**EXERCISE TASK:**
Copy each line exactly.

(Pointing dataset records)
☆ ☆ ☆ ☆ ☆ ☆ ☆
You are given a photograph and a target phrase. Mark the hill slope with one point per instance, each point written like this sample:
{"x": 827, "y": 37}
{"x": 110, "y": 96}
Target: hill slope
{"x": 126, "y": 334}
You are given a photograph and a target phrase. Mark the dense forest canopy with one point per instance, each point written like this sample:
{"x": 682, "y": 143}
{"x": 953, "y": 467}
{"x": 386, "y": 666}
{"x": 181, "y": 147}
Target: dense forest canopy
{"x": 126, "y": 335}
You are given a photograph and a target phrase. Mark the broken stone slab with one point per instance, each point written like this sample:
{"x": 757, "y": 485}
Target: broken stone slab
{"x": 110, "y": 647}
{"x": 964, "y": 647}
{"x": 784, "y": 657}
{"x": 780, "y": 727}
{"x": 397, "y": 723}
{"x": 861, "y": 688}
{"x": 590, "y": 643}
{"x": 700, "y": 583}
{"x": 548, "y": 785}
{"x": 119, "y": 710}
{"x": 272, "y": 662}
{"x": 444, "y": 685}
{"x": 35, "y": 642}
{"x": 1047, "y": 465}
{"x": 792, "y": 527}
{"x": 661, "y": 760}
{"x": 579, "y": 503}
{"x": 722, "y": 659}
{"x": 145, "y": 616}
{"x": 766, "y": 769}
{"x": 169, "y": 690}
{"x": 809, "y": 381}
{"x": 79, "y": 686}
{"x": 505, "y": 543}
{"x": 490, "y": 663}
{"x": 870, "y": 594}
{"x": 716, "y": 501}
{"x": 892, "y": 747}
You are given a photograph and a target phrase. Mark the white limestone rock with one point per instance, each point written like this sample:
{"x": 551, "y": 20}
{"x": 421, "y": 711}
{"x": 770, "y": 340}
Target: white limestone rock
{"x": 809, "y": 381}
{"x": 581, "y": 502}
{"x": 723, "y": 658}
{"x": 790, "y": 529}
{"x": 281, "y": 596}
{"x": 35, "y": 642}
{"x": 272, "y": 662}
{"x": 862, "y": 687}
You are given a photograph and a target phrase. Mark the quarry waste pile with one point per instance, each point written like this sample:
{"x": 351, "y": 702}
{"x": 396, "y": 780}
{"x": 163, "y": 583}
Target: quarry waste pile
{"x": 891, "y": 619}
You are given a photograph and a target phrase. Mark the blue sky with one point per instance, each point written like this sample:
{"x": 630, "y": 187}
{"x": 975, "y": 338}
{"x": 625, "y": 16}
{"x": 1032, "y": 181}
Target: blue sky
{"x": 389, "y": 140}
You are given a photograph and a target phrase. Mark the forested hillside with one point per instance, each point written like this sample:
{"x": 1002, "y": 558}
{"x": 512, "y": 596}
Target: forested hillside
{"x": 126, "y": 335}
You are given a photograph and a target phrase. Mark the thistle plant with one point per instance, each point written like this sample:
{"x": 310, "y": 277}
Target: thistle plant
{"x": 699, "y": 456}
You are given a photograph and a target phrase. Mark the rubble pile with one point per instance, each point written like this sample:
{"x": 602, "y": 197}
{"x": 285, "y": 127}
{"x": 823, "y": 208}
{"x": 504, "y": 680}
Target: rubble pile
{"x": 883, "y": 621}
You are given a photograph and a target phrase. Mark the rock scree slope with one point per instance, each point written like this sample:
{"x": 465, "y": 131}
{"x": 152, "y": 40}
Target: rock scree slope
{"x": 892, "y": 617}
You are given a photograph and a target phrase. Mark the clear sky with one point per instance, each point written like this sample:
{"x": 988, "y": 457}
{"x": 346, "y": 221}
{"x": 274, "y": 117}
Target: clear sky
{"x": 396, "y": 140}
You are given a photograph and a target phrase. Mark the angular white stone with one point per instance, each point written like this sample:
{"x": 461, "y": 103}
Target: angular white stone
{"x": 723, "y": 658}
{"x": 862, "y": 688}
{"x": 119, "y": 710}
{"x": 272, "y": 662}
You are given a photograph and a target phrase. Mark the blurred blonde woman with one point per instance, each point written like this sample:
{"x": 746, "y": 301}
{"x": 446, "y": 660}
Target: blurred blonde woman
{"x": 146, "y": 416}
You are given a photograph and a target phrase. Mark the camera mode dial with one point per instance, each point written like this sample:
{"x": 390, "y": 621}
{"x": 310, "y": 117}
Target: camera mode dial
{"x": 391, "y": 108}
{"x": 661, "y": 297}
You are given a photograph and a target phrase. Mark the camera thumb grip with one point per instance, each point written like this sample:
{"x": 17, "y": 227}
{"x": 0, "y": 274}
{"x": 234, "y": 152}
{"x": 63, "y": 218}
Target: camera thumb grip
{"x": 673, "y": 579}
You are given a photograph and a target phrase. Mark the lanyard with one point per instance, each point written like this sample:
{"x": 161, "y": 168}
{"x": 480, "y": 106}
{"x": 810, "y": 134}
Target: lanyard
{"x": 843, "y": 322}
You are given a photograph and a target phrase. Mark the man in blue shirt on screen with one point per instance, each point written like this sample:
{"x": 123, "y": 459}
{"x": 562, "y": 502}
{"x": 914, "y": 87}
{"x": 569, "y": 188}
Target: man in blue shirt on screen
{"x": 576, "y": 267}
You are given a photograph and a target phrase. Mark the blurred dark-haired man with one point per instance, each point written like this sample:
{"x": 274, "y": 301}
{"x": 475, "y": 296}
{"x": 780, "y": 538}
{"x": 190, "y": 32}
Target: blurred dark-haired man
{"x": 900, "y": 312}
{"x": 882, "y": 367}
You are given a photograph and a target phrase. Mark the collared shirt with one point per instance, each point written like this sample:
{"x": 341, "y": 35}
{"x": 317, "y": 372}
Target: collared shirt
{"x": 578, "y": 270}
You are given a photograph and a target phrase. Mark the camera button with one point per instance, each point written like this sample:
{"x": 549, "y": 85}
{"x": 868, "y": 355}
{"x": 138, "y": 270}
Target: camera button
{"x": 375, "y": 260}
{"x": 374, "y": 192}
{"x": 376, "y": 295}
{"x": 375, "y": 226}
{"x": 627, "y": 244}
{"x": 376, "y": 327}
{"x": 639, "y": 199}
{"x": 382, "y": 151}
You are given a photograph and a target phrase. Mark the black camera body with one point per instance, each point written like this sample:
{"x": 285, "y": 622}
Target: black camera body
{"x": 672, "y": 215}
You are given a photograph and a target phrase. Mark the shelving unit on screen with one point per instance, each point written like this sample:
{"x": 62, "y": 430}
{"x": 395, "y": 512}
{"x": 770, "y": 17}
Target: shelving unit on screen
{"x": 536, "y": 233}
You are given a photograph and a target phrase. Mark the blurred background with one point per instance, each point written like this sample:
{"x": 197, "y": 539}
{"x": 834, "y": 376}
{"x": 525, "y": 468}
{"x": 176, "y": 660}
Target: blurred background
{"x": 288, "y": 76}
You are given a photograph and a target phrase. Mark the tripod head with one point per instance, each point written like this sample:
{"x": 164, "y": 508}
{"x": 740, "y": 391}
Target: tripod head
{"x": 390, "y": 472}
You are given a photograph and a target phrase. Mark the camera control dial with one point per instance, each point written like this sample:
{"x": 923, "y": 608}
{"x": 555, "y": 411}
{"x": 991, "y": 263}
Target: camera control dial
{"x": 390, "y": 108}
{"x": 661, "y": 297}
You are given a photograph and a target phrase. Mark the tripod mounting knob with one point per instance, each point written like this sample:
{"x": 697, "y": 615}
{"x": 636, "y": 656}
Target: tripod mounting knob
☆ ☆ ☆ ☆ ☆ ☆ ☆
**EXERCISE RESULT:**
You are given a photograph and a target phrase. Mark the hill slope with one point per instance, each point written like this sample:
{"x": 827, "y": 37}
{"x": 110, "y": 96}
Target: hill slope
{"x": 126, "y": 334}
You are given a photograph and a target phrase. Mark the dense forest canopy with one point per instance, each point written like this sample:
{"x": 682, "y": 143}
{"x": 953, "y": 467}
{"x": 386, "y": 666}
{"x": 181, "y": 147}
Target: dense forest canopy
{"x": 126, "y": 335}
You are given a photograph and a target phrase. Mark the broken stone slab with one point per instance, each point written like this sample:
{"x": 757, "y": 485}
Target: broken stone slab
{"x": 110, "y": 647}
{"x": 964, "y": 647}
{"x": 784, "y": 657}
{"x": 780, "y": 727}
{"x": 397, "y": 723}
{"x": 861, "y": 688}
{"x": 590, "y": 643}
{"x": 700, "y": 583}
{"x": 548, "y": 785}
{"x": 119, "y": 710}
{"x": 272, "y": 662}
{"x": 444, "y": 685}
{"x": 35, "y": 642}
{"x": 1047, "y": 465}
{"x": 792, "y": 527}
{"x": 661, "y": 760}
{"x": 579, "y": 503}
{"x": 722, "y": 659}
{"x": 145, "y": 616}
{"x": 766, "y": 769}
{"x": 169, "y": 690}
{"x": 809, "y": 381}
{"x": 79, "y": 686}
{"x": 505, "y": 543}
{"x": 490, "y": 663}
{"x": 870, "y": 594}
{"x": 716, "y": 501}
{"x": 892, "y": 747}
You are given a photograph and a target phrase. Mark the white limestone rock with one point per instance, each point written like this sample:
{"x": 551, "y": 20}
{"x": 421, "y": 711}
{"x": 770, "y": 340}
Target: white limestone rock
{"x": 809, "y": 381}
{"x": 581, "y": 502}
{"x": 723, "y": 658}
{"x": 790, "y": 529}
{"x": 281, "y": 596}
{"x": 35, "y": 642}
{"x": 272, "y": 662}
{"x": 862, "y": 687}
You are given a photograph and a target phrase. Mark the quarry waste pile with one point per instance, each point written like this sample:
{"x": 351, "y": 702}
{"x": 396, "y": 780}
{"x": 163, "y": 583}
Target: quarry waste pile
{"x": 891, "y": 619}
You are given a photograph and a target phrase. Mark the blue sky with one point per instance, each point written like this sample:
{"x": 630, "y": 187}
{"x": 975, "y": 338}
{"x": 625, "y": 16}
{"x": 1032, "y": 181}
Target: blue sky
{"x": 389, "y": 140}
You are given a photograph and a target phrase. Mark the forested hillside with one point per instance, each point written like this sample:
{"x": 1002, "y": 558}
{"x": 512, "y": 596}
Target: forested hillside
{"x": 126, "y": 335}
You are given a photograph and a target phrase. Mark the thistle plant with one point per instance, each point written like this sample:
{"x": 310, "y": 277}
Target: thistle plant
{"x": 699, "y": 456}
You are given a photograph and a target phrase. Mark the rubble pile with one point per instance, each point written like this sample:
{"x": 602, "y": 197}
{"x": 285, "y": 127}
{"x": 823, "y": 208}
{"x": 504, "y": 680}
Target: rubble pile
{"x": 883, "y": 621}
You are given a photograph and a target phrase. Mark the rock scree slope with one point per instance, each point written like this sample:
{"x": 465, "y": 131}
{"x": 152, "y": 40}
Target: rock scree slope
{"x": 892, "y": 617}
You are given a photograph and a target phrase. Mark the clear sky with one point per instance, each point written like this sample:
{"x": 988, "y": 457}
{"x": 346, "y": 221}
{"x": 274, "y": 117}
Target: clear sky
{"x": 396, "y": 140}
You are given a photograph and a target phrase. Mark the angular white stone with one point per instance, each point written like this sample:
{"x": 461, "y": 103}
Target: angular white stone
{"x": 723, "y": 658}
{"x": 862, "y": 688}
{"x": 119, "y": 710}
{"x": 272, "y": 662}
You are given a photograph and a target phrase. Mark the blurred blonde woman with one point per instance, each point written like this sample:
{"x": 746, "y": 301}
{"x": 446, "y": 660}
Target: blurred blonde woman
{"x": 146, "y": 416}
You are given a photograph and a target phrase. Mark the camera mode dial with one point per instance, each point written like this sample:
{"x": 390, "y": 621}
{"x": 310, "y": 117}
Target: camera mode dial
{"x": 391, "y": 108}
{"x": 661, "y": 297}
You are given a photograph and a target phrase. Mark the camera thumb grip with one point per instance, each point written like this sample:
{"x": 17, "y": 227}
{"x": 0, "y": 274}
{"x": 234, "y": 152}
{"x": 63, "y": 218}
Target: camera thumb grip
{"x": 673, "y": 579}
You are given a photograph and a target phrase. Mark the lanyard with one point per instance, each point written like this sample:
{"x": 161, "y": 168}
{"x": 480, "y": 106}
{"x": 810, "y": 134}
Target: lanyard
{"x": 843, "y": 322}
You are given a photograph and a target phrase. Mark the man in blue shirt on screen with one point per instance, each point written like this sample:
{"x": 123, "y": 459}
{"x": 562, "y": 502}
{"x": 914, "y": 87}
{"x": 569, "y": 188}
Target: man in blue shirt on screen
{"x": 576, "y": 267}
You are given a photograph and a target phrase. Mark the blurred dark-haired man with one point per instance, each point written like this sample:
{"x": 274, "y": 301}
{"x": 475, "y": 296}
{"x": 780, "y": 538}
{"x": 190, "y": 32}
Target: blurred dark-haired man
{"x": 900, "y": 312}
{"x": 882, "y": 367}
You are given a photograph and a target phrase. Mark the collared shirt with one point per instance, each point written like this sample:
{"x": 341, "y": 35}
{"x": 317, "y": 372}
Target: collared shirt
{"x": 578, "y": 270}
You are given a photograph and a target phrase. Mark the camera button with one point per instance, each point written like this sample:
{"x": 549, "y": 85}
{"x": 868, "y": 355}
{"x": 138, "y": 270}
Target: camera button
{"x": 375, "y": 260}
{"x": 374, "y": 192}
{"x": 376, "y": 295}
{"x": 375, "y": 226}
{"x": 627, "y": 244}
{"x": 376, "y": 327}
{"x": 639, "y": 199}
{"x": 382, "y": 151}
You are given a photograph and a target phrase. Mark the black camera body with one point per instance, each point written like this sample:
{"x": 285, "y": 622}
Target: black camera body
{"x": 672, "y": 215}
You are given a photograph and a target phrase. Mark the shelving unit on screen with one point per instance, each point written like this sample:
{"x": 62, "y": 430}
{"x": 395, "y": 512}
{"x": 770, "y": 17}
Target: shelving unit on screen
{"x": 536, "y": 233}
You are given a photograph and a target phrase. Mark the blurred background with one point per instance, each point written like this sample:
{"x": 197, "y": 539}
{"x": 834, "y": 376}
{"x": 525, "y": 468}
{"x": 176, "y": 660}
Target: blurred background
{"x": 288, "y": 76}
You are given a photograph and a target phrase. Mark the tripod head with one point per instance, each point written like this sample:
{"x": 164, "y": 508}
{"x": 740, "y": 391}
Target: tripod head
{"x": 390, "y": 472}
You are given a photograph and a target phrase. Mark the camera control dial with one point per instance, each point written like this sample:
{"x": 923, "y": 608}
{"x": 555, "y": 411}
{"x": 991, "y": 263}
Target: camera control dial
{"x": 390, "y": 108}
{"x": 661, "y": 297}
You are given a photograph and a target phrase. Mark the tripod mounting knob with one point per instance, each point written like this sample:
{"x": 697, "y": 615}
{"x": 636, "y": 656}
Target: tripod mounting knob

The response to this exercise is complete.